━━━━━ SOURCE PASSAGE

Probably won't be doing any big coding on the git-annex assistant in the upcoming week, as I'll be traveling and/or slightly ill enough that I can't fully get into flow.


There was a new Yesod release this week, which required minor changes to make the webapp build with it. I managed to keep the old version of Yesod also supported, and plan to keep that working so it can be built with the version of Yesod available in, eg, Linux distributions. TBD how much pain that will involve going forward.


I'm mulling over how to support stopping/pausing transfers. The problem is that if the assistant is running a transfer in one thread, and the webapp is used to cancel it, killing that thread won't necessarily stop the transfer, because, at least in Haskell's thread model, killing a thread does not kill processes started by the thread (like rsync).

So one option is to have the transfer thread run a separate git-annex process, which will run the actual transfer. And killing that process will stop the transfer nicely. However, using a separate git-annex process means a little startup overhead for each file transferred (I don't know if it'd be enough to matter). Also, there's the problem that git-annex is sometimes not installed in PATH (wish I understood why cabal does that), which makes it kind of hard for it to run itself. (It can't simply fork, sadly. See past horrible pain with forking and threads.)

The other option is to change the API for git-annex remotes, so that their storeKey and retrieveKeyFile methods return a pid of the program that they run. When they do run a program.. not all remotes do. This seems like it'd make the code in the remotes hairier, and it is also asking for bugs, when a remote's implementation changes. Or I could go lower-level, and make every place in the utility libraries that forks a process record its pid in a per-thread MVar. Still seems to be asking for bugs.

━━━━━━━━━━

**WHAT THIS EXERCISE ASKS**
A – Rewrite the development log from the words "Probably won't be" through the words "get into flow.", replacing "upcoming week" with "next two weeks".
B – Please explain, in one to three sentences, why the development log says that killing the transfer thread won't necessarily stop a transfer.

━━━━━ RECORDS PROVIDED

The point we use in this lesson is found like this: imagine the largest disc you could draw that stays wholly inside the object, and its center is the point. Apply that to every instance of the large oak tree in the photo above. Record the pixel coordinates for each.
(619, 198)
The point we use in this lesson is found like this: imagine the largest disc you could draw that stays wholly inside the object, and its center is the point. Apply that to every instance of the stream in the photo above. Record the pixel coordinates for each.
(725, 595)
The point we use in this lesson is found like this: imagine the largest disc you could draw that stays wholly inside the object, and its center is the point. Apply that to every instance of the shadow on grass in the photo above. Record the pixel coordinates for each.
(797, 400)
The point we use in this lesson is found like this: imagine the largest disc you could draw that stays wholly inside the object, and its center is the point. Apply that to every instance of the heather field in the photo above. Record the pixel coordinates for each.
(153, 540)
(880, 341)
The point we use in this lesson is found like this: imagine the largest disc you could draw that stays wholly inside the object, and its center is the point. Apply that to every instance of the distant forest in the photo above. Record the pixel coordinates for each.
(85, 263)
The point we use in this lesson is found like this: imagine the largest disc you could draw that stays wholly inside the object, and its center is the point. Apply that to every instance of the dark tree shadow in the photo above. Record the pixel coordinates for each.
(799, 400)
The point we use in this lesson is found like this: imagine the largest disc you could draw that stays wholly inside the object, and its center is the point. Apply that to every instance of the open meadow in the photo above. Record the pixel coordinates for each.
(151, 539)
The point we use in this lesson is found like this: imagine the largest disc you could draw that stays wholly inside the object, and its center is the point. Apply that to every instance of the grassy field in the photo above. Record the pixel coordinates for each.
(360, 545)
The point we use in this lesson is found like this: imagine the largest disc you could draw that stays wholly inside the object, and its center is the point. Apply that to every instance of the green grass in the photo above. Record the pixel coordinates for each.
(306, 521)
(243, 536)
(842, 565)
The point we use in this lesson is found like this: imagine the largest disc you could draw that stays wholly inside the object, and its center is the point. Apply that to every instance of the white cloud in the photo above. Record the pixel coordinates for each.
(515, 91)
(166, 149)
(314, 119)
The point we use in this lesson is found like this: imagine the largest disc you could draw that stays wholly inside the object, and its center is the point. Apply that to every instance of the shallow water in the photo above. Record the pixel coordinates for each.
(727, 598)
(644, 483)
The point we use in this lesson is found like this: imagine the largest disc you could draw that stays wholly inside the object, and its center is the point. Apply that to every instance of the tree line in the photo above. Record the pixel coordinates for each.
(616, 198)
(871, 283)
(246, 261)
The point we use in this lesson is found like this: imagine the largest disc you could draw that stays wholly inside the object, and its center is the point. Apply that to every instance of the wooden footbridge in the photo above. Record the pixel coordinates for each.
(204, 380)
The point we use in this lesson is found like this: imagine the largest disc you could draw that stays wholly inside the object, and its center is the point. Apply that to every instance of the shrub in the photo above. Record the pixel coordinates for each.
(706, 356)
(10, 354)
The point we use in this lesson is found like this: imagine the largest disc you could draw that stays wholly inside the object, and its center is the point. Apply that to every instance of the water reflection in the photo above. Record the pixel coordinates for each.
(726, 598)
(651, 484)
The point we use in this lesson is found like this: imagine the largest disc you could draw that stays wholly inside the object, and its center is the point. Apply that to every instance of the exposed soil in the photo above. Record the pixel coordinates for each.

━━━━━━━━━━

**SOLUTIONS**
A –
Probably won't be doing any big coding on the git-annex assistant in the next two weeks, as I'll be traveling and/or slightly ill enough that I can't fully get into flow.

B – In Haskell's thread model, killing a thread does not kill processes that the thread started, such as rsync. A transfer run by such a process can keep going after its thread is killed.